··· Kutipan Sumber ···

Mengapa begitu banyak kasus gagal paham di negara kita? Ada banyak penjelasan. Namun saya ingin melihatnya dari perspektif pendidik. Pertama, ini dampak dari proses pendidikan kita yang mencetak generasi penghafal, bukan menalar. Anak-anak kita dididik untuk mengejar nilai, bukan memahami.

Kita dan anak-anak kita dijejali tentang apa itu Bhinneka Tunggal Ika, tetapi bukan diajak mengalaminya secara langsung. Kedua, kita dididik dengan budaya instan. Budaya mencari jalan pintas. Kita dibesarkan dalam budaya lisan, bukan tulisan. Maka kita jadi tak terbiasa membaca dan mencoba untuk secara kritis memahaminya.

Banyak berita yang hanya kita baca judulnya, bukan isinya. Maka jadilah kita generasi yang kerap gagal paham. Kita belum paham isinya, tetapi langsung bereaksi. Kita tak mengerti maknanya, tetapi langsung mengikutinya. Gagal paham membuat situasi gampang memanas, membuat sekelompok orang ketiban rezeki.

···

Kerjakan Tugas Berikut:
[A] Tentukan apakah setiap pernyataan berikut sesuai dengan kutipan tentang gagal paham di atas, lalu jawab ya atau tidak dengan menyertakan kata-kata penentu dari kutipan itu tanpa diubah: (i) Penulis melihat masalah gagal paham dari perspektif pendidik. (ii) Menurut kutipan itu, kita dibesarkan dalam budaya tulisan. (iii) Banyak berita hanya dibaca judulnya.
[B] Tuliskan kembali tanpa perubahan bagian kutipan tentang gagal paham di atas yang dibuka dengan kata-kata berisi "Kita dan anak-anak" dan ditutup dengan "orang ketiban rezeki.".
[C] Sebutkan semua kalimat dalam kutipan tentang gagal paham di atas yang diawali dengan kata "Kita", masing-masing secara utuh.

··· Data yang Diberikan ···

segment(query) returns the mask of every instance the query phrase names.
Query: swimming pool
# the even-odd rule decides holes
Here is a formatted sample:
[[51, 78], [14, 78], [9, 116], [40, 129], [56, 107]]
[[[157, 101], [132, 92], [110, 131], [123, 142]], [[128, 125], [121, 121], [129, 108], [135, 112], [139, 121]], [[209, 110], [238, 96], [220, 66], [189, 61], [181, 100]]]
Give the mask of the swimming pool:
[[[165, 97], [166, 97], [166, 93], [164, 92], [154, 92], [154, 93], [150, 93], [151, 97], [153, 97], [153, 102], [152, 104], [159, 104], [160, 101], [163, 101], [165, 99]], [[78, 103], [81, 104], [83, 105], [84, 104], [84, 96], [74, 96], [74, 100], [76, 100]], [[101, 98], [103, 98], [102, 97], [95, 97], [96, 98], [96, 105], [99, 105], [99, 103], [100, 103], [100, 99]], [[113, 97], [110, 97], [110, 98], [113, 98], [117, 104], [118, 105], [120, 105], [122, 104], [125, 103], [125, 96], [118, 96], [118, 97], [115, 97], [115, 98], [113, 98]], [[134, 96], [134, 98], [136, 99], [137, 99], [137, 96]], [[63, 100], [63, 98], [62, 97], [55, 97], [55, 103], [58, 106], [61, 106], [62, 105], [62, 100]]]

···

Jawaban Per Tugas:
[A]
(i) Ya: "Namun saya ingin melihatnya dari perspektif pendidik."
(ii) Tidak: "Kita dibesarkan dalam budaya lisan, bukan tulisan."
(iii) Ya: "Banyak berita yang hanya kita baca judulnya, bukan isinya."

[B]
Kita dan anak-anak kita dijejali tentang apa itu Bhinneka Tunggal Ika, tetapi bukan diajak mengalaminya secara langsung. Kedua, kita dididik dengan budaya instan. Budaya mencari jalan pintas. Kita dibesarkan dalam budaya lisan, bukan tulisan. Maka kita jadi tak terbiasa membaca dan mencoba untuk secara kritis memahaminya.

Banyak berita yang hanya kita baca judulnya, bukan isinya. Maka jadilah kita generasi yang kerap gagal paham. Kita belum paham isinya, tetapi langsung bereaksi. Kita tak mengerti maknanya, tetapi langsung mengikutinya. Gagal paham membuat situasi gampang memanas, membuat sekelompok orang ketiban rezeki.

[C]
Kita dan anak-anak kita dijejali tentang apa itu Bhinneka Tunggal Ika, tetapi bukan diajak mengalaminya secara langsung.
Kita dibesarkan dalam budaya lisan, bukan tulisan.
Kita belum paham isinya, tetapi langsung bereaksi.
Kita tak mengerti maknanya, tetapi langsung mengikutinya.